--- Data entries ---
%%

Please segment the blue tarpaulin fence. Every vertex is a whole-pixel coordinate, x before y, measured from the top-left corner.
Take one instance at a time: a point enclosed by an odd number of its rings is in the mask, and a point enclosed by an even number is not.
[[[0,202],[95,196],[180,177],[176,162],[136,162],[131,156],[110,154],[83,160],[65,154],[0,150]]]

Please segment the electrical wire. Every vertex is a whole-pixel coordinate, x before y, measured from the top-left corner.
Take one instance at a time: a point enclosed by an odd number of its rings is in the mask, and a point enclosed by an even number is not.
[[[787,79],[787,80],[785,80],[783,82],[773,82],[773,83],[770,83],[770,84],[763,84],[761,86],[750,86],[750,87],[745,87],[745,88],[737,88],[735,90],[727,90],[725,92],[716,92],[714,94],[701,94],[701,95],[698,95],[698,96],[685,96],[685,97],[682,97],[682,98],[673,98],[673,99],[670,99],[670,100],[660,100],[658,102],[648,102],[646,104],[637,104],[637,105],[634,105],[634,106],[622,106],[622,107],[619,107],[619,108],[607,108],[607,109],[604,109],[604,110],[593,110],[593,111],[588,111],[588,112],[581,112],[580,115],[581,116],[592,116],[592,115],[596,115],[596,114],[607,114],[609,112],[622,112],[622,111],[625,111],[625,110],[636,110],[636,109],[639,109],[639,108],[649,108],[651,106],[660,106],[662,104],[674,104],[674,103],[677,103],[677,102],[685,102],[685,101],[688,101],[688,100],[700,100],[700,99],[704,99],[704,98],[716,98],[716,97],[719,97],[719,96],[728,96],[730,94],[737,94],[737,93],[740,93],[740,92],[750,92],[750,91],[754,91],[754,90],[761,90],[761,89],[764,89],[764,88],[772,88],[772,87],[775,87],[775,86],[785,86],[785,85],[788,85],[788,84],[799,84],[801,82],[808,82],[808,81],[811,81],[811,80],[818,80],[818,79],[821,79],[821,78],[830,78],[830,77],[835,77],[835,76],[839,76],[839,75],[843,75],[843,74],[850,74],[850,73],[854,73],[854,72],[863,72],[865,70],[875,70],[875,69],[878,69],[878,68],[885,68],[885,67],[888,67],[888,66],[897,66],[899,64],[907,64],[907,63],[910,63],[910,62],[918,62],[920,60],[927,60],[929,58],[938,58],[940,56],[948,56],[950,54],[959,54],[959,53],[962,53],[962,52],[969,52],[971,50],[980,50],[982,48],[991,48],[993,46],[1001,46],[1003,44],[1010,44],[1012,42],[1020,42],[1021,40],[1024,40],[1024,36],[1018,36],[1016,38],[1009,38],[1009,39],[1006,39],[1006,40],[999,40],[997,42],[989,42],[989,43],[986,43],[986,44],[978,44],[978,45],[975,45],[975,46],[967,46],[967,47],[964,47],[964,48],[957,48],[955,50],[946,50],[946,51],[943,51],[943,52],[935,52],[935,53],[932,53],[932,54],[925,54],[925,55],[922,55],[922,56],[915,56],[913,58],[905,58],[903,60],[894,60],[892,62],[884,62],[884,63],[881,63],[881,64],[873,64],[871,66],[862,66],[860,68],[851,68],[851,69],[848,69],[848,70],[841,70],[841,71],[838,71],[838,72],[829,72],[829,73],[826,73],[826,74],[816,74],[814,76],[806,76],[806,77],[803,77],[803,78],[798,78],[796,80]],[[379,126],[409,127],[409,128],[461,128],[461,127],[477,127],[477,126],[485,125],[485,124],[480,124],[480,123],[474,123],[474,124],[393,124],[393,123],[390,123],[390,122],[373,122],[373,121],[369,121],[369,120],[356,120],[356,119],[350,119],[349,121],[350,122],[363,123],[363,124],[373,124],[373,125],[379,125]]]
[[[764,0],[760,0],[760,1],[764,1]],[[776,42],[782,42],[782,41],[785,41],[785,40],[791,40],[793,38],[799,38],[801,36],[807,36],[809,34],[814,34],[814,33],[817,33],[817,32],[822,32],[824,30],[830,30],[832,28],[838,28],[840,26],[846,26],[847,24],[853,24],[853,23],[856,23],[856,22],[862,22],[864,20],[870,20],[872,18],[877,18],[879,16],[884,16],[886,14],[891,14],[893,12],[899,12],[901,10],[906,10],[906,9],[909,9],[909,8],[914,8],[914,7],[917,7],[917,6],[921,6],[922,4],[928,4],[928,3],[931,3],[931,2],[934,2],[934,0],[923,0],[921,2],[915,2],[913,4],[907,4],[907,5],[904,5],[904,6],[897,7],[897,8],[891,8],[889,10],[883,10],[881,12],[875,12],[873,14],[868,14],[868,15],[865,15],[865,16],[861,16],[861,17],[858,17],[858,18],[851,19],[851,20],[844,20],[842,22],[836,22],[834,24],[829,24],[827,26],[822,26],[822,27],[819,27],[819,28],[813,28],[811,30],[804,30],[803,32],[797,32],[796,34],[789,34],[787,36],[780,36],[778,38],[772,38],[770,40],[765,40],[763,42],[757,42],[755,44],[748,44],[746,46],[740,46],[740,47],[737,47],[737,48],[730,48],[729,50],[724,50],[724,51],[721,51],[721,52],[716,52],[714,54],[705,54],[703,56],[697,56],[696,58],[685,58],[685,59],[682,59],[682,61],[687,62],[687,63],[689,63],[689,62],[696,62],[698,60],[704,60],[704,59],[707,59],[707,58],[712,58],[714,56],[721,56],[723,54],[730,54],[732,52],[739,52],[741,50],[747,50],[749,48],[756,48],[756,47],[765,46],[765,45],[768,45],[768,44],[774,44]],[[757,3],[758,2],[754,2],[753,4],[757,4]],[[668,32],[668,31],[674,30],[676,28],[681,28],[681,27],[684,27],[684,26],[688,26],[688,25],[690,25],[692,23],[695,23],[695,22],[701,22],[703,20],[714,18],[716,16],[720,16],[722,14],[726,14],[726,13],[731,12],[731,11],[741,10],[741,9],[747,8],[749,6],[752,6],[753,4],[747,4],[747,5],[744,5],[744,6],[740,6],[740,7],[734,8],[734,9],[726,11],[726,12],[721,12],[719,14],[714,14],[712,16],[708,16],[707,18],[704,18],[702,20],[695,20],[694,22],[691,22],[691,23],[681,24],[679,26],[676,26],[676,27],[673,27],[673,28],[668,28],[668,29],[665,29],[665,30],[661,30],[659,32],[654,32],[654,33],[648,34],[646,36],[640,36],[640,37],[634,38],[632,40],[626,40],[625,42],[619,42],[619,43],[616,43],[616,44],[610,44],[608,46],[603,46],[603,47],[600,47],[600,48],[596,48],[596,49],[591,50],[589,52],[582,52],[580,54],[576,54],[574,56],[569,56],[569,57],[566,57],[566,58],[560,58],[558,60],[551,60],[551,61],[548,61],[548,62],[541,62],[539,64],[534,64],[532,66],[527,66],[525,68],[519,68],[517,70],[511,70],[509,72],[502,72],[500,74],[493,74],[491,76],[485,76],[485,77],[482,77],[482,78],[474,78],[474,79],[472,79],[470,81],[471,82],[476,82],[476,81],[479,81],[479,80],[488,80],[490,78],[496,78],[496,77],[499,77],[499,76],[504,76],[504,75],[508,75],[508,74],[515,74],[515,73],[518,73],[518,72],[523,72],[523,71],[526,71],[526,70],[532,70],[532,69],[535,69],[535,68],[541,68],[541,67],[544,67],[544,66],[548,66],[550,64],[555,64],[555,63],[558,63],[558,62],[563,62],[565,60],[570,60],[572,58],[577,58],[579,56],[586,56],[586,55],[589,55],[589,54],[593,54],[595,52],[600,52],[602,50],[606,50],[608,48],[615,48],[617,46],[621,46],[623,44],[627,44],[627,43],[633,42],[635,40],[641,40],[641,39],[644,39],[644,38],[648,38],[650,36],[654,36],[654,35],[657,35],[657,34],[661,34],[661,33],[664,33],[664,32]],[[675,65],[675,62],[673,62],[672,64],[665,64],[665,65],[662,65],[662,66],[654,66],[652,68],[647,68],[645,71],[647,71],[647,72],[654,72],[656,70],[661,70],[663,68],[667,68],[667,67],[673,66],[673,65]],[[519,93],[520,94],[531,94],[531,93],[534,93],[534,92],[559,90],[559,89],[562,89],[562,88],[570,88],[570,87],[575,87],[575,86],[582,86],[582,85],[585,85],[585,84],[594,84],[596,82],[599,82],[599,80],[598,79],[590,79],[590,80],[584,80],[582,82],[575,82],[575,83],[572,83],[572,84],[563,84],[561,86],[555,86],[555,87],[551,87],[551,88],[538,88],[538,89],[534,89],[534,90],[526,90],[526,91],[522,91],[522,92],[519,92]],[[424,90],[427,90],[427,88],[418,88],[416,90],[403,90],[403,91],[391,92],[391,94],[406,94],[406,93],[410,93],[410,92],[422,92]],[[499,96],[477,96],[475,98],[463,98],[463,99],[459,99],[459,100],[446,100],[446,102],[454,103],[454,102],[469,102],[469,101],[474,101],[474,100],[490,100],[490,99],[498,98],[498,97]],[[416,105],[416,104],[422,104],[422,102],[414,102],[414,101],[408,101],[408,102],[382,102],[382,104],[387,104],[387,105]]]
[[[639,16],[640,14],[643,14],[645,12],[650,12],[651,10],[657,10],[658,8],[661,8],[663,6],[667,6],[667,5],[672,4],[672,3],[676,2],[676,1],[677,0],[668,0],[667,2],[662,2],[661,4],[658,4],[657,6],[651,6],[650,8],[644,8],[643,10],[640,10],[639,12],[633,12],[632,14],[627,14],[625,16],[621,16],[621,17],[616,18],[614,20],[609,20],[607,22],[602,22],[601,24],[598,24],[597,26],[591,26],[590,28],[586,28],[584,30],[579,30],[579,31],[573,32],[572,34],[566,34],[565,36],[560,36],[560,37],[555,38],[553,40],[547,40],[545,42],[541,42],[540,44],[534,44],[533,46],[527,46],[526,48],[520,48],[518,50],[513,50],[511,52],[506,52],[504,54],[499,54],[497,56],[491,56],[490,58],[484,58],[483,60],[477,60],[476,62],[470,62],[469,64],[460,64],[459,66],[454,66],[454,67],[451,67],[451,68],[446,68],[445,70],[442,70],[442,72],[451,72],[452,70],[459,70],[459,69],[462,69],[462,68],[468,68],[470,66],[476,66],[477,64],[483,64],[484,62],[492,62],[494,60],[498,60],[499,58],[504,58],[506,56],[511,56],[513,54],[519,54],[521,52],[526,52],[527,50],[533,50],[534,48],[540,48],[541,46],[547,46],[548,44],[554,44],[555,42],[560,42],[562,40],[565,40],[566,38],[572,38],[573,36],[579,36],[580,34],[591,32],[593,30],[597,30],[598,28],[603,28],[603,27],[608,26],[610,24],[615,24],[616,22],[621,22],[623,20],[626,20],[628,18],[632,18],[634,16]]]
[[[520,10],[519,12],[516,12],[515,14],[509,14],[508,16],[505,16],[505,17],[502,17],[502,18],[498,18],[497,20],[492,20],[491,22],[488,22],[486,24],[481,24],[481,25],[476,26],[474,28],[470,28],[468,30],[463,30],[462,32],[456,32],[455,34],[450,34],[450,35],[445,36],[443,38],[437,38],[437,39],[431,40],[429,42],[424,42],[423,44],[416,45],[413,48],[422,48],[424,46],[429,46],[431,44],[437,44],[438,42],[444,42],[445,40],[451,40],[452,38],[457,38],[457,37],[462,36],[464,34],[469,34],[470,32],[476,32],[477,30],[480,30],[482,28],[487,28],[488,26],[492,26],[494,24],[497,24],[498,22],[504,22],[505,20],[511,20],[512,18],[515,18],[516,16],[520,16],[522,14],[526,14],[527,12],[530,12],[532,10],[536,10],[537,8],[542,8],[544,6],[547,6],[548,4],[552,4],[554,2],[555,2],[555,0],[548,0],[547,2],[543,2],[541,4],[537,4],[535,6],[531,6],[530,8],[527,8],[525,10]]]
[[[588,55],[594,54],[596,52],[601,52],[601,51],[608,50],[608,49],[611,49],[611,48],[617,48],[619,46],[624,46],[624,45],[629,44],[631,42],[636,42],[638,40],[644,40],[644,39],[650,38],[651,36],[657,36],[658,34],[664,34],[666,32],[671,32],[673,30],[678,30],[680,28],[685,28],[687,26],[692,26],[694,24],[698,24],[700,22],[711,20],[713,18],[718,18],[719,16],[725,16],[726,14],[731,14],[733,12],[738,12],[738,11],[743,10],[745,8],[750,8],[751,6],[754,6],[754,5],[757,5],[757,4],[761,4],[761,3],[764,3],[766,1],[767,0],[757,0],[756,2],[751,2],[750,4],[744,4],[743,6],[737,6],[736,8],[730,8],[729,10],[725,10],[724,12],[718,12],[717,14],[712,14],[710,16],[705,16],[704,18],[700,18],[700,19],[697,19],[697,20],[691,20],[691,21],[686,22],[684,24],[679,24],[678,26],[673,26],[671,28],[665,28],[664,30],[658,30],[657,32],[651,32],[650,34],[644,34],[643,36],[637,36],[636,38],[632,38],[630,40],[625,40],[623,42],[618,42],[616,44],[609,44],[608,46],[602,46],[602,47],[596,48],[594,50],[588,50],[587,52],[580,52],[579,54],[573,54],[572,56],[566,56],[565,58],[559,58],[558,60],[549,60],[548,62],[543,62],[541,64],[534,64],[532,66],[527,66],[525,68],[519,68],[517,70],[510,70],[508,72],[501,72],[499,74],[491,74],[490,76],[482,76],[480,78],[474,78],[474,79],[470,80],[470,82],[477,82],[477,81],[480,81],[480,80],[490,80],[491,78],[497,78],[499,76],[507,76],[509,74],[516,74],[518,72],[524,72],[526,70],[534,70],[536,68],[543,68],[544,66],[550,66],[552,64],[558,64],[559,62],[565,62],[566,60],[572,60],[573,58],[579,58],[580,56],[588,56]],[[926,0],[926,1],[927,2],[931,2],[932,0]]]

%%

--- Your assignment ---
One inclusive range is required: first line of the data through the line containing "Please segment the electrical". Set it down exactly and output nothing else.

--- Solution for this problem ---
Please segment the blue tarpaulin fence. Every vertex is a whole-pixel coordinate, x before y, measured from the top-left corner.
Take one instance at a time: a point enclosed by an odd number of its rings is in the mask, and a point enclosed by an even number is not.
[[[0,202],[95,196],[180,177],[176,162],[136,162],[131,156],[110,154],[83,160],[65,154],[0,150]]]

Please segment the electrical wire. Every vertex is a whole-pixel coordinate, x before y, measured from the top-left corner.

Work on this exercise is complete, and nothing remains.